◆ Raw records
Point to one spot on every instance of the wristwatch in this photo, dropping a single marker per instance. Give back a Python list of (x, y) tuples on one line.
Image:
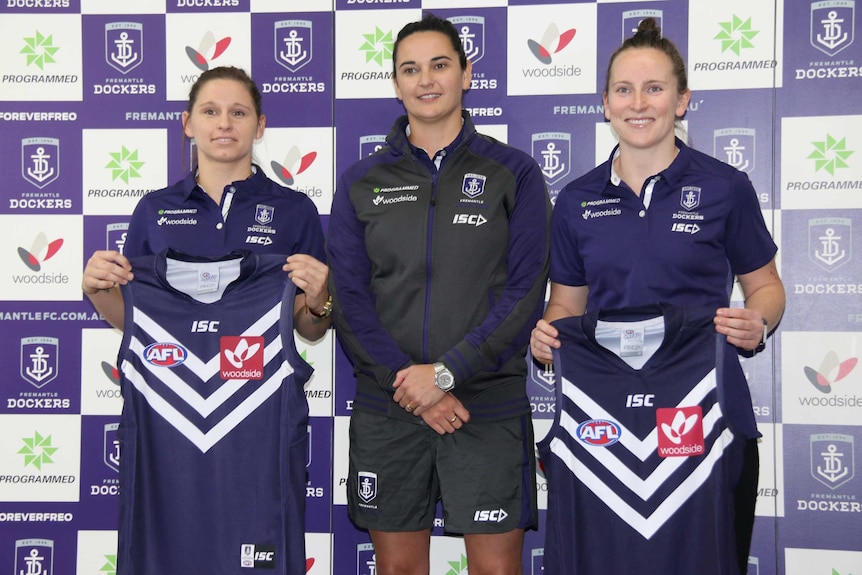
[(443, 378), (762, 345), (325, 313)]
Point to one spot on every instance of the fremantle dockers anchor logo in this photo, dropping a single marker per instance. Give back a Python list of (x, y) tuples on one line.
[(40, 160), (293, 43), (632, 18), (832, 461), (471, 30), (111, 446), (832, 24), (689, 197), (370, 144), (473, 185), (829, 242), (34, 557), (39, 363), (735, 146), (124, 45), (263, 214), (553, 152), (367, 488)]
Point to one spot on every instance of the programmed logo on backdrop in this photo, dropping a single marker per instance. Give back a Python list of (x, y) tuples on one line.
[(41, 57), (821, 162)]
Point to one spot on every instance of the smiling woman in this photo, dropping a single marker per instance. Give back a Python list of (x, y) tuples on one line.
[(210, 212)]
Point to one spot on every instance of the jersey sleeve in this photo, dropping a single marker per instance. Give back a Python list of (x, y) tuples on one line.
[(506, 329), (369, 346), (567, 265), (748, 242)]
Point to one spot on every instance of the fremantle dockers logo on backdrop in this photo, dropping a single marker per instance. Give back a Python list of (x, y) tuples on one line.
[(34, 556), (471, 30), (689, 197), (832, 24), (111, 446), (735, 146), (40, 160), (631, 19), (370, 144), (832, 462), (293, 43), (124, 45), (829, 242), (367, 486), (39, 360), (553, 152)]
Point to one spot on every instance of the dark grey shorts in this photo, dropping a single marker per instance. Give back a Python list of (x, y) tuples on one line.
[(484, 473)]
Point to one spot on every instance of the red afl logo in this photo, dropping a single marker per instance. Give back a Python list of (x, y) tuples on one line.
[(599, 432), (165, 354)]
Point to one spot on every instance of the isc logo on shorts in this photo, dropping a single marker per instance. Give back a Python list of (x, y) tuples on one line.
[(257, 556), (490, 515)]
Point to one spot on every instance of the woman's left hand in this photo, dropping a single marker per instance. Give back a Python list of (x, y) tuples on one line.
[(742, 326), (309, 274)]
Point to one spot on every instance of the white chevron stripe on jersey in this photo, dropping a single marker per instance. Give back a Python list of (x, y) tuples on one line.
[(642, 487), (642, 449), (204, 369), (645, 525), (205, 440)]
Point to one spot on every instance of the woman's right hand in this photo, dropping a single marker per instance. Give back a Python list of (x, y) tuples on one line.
[(106, 269), (542, 339)]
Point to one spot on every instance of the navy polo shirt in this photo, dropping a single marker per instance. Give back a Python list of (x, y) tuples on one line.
[(260, 216), (702, 226)]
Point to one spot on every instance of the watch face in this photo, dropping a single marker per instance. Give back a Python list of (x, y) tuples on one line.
[(445, 381)]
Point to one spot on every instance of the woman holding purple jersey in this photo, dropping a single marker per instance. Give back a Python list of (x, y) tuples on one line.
[(660, 222)]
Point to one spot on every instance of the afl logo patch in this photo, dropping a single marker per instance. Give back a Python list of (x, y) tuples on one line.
[(600, 432), (165, 354)]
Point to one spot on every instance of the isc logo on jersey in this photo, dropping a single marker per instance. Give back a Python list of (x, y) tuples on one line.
[(241, 357), (599, 432), (680, 431), (165, 354), (685, 228)]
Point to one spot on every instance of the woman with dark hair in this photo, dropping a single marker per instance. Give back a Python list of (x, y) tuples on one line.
[(661, 224), (226, 203), (438, 245)]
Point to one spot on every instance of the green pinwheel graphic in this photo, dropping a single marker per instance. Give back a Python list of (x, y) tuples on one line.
[(457, 567), (110, 566), (830, 155), (40, 50), (378, 46), (124, 165), (736, 35), (37, 450)]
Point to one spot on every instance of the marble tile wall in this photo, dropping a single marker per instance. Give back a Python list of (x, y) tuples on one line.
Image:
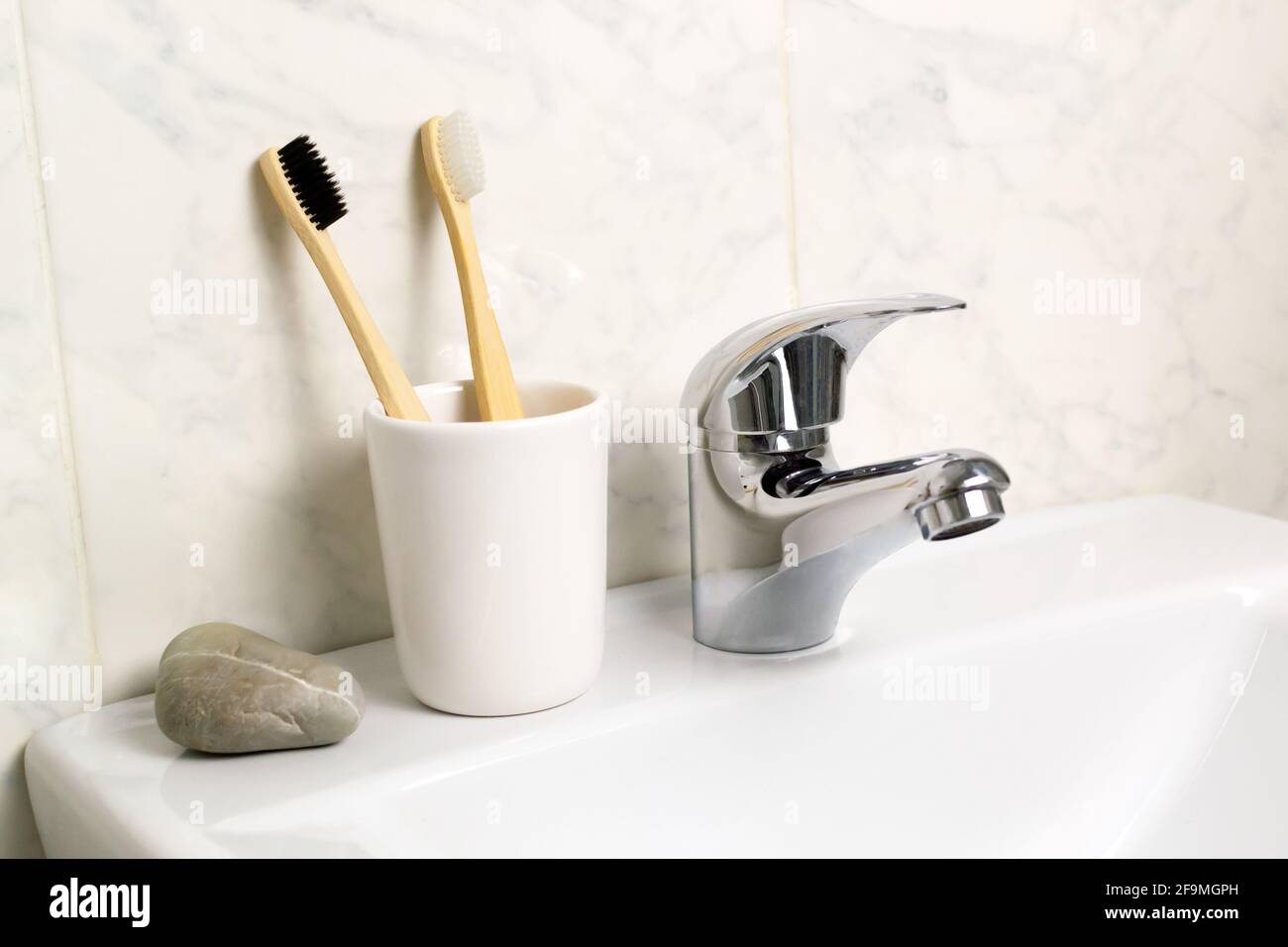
[(42, 624), (658, 174), (1017, 154)]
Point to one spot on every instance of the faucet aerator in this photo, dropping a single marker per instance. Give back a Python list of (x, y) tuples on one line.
[(960, 514)]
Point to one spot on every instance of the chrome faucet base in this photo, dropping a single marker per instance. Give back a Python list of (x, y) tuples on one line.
[(778, 532)]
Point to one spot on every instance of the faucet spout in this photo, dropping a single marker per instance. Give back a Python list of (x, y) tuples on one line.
[(780, 532), (780, 540)]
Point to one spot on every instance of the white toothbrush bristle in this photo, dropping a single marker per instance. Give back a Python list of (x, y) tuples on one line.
[(463, 158)]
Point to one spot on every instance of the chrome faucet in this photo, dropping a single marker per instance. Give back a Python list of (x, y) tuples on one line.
[(778, 534)]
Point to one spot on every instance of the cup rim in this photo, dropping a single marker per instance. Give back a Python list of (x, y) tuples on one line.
[(375, 410)]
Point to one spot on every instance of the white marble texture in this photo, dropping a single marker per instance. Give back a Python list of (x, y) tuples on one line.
[(40, 617), (635, 210), (975, 150)]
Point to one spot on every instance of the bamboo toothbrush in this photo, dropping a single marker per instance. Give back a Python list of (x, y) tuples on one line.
[(310, 201), (454, 161)]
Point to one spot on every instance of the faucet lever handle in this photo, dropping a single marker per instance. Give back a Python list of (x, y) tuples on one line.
[(778, 382)]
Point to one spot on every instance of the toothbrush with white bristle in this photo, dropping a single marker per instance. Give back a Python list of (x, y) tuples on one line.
[(454, 161)]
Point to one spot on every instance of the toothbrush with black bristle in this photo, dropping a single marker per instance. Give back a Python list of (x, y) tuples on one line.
[(310, 200), (454, 161)]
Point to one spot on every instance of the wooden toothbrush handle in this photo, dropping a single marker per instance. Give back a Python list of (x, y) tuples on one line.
[(391, 385), (493, 379)]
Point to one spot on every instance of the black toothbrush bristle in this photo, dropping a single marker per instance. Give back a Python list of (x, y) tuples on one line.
[(313, 184)]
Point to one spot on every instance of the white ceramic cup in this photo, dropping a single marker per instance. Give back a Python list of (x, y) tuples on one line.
[(493, 544)]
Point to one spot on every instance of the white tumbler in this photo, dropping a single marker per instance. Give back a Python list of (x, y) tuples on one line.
[(493, 544)]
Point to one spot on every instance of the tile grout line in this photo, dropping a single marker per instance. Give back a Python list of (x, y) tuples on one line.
[(789, 169), (67, 449)]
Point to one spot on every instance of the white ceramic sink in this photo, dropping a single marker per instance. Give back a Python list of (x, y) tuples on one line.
[(1103, 680)]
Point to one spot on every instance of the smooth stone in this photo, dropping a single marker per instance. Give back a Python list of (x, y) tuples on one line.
[(224, 688)]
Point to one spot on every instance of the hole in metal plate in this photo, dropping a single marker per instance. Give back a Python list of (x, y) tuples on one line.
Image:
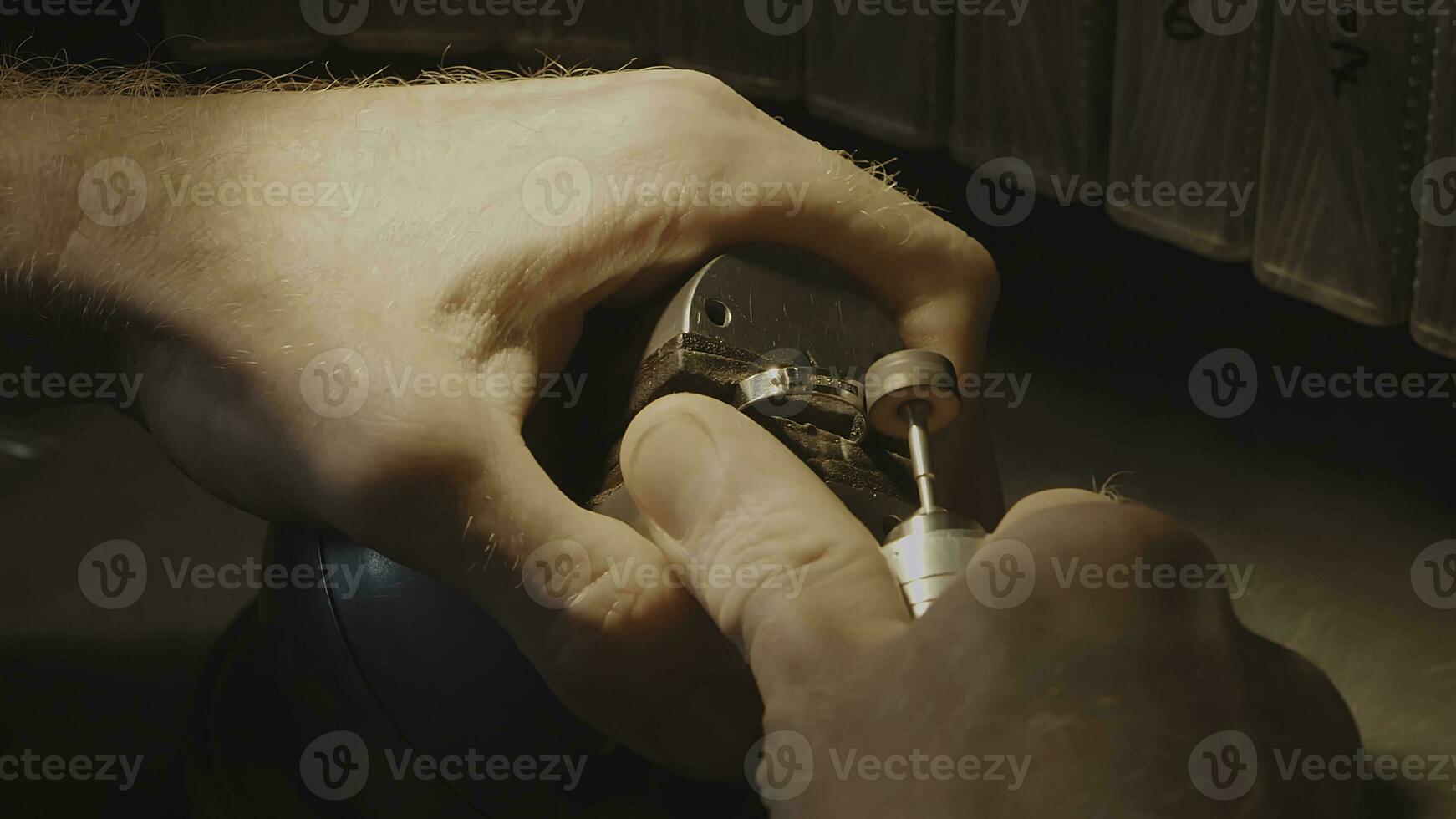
[(716, 312)]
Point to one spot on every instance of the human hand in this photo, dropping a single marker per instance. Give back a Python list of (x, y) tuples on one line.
[(271, 336), (1053, 700)]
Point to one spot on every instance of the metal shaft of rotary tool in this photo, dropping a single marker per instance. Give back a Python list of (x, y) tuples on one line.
[(919, 440)]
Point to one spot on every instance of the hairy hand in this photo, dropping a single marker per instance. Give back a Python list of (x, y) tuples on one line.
[(1038, 699), (300, 275)]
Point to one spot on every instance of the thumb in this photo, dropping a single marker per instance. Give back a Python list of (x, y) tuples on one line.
[(773, 556)]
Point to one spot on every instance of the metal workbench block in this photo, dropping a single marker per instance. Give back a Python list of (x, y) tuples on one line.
[(1433, 191), (753, 45), (1037, 89), (602, 33), (237, 31), (887, 76), (1344, 137), (1187, 117)]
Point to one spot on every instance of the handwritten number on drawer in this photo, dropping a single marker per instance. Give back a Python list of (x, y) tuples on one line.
[(1347, 73)]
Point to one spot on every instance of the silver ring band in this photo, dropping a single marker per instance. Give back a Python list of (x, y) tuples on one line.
[(800, 381)]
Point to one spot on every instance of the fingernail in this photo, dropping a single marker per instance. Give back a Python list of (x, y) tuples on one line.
[(677, 473)]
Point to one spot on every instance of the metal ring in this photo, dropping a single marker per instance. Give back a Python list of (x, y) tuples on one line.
[(800, 381)]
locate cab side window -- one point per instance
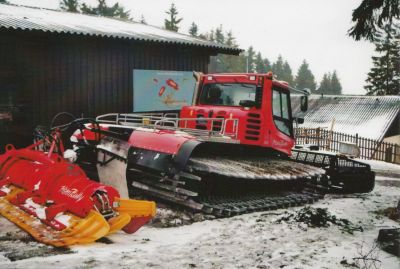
(281, 111)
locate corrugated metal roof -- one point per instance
(367, 116)
(46, 20)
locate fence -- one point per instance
(368, 148)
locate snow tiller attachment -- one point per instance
(55, 202)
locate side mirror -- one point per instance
(247, 103)
(304, 103)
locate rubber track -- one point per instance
(226, 207)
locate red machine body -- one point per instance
(259, 124)
(51, 181)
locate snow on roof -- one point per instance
(53, 21)
(367, 116)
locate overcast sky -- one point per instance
(314, 30)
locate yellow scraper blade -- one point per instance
(79, 230)
(118, 222)
(136, 208)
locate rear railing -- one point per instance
(171, 121)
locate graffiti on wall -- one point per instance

◆ Problem details
Reproduce word for word the lines of the entries above, starting at the line containing "Point to one spot on every instance of the programmed" and ending at the line containing "[(642, 487), (642, 449), (204, 369), (645, 525), (205, 440)]", with both of those lines included.

◆ Exercise solution
Point to one spot on every instance of the programmed logo on backdrop in this photo, dropping a single marker per instance. Give back a Python list of (x, y) tuples on one line.
[(41, 57), (821, 162)]
Point to one spot on every instance of the smiling woman in this photo, dropping a single marker per instance. Give back a Python list of (x, y) tuples on one line.
[(210, 212)]
Point to one spot on every instance of the jersey sleeve in this photo, dropping a single marker per instance. Give back a Python list of (x, y) tuples on one line.
[(506, 329), (369, 346), (567, 265), (748, 242)]
Point to one spot on every instance of the fremantle dockers logo on backdrop in this photo, dropping a single marker per instance. Give back a Python list of (x, y) tuples on one line.
[(34, 556), (471, 30), (689, 197), (832, 24), (111, 446), (735, 146), (40, 160), (631, 19), (370, 144), (832, 462), (293, 43), (124, 45), (829, 242), (367, 486), (39, 360), (553, 152)]
Point to one spot on every instance of the dark grey shorts in this photo, dropping a single marker per instance. Give back a Python list of (x, y) tuples on one line.
[(484, 473)]
Point to one spot on every instance of the red afl logo in this photo, dropping a single marker per instance. Give back a Python list of (x, y) tuples on one line.
[(599, 432), (165, 354)]
Point to one spot on every instance of the isc logo on shorts in this photo, dropping a single marker per instance. Give back a Python list of (x, y) tuples on one line.
[(257, 556), (490, 515)]
Point to one spot on every instance of the woman's left hand in this photo, dropping a single marker per instance. Give back a Python list of (x, y) tuples on one line.
[(742, 326), (309, 274)]
Point to one spot on every instance of the white chevron stripe on jersey in this photo, dropping a single marker per instance. Give back a Python list of (x, y) tuples on one line.
[(642, 487), (642, 449), (204, 369), (645, 525), (205, 440)]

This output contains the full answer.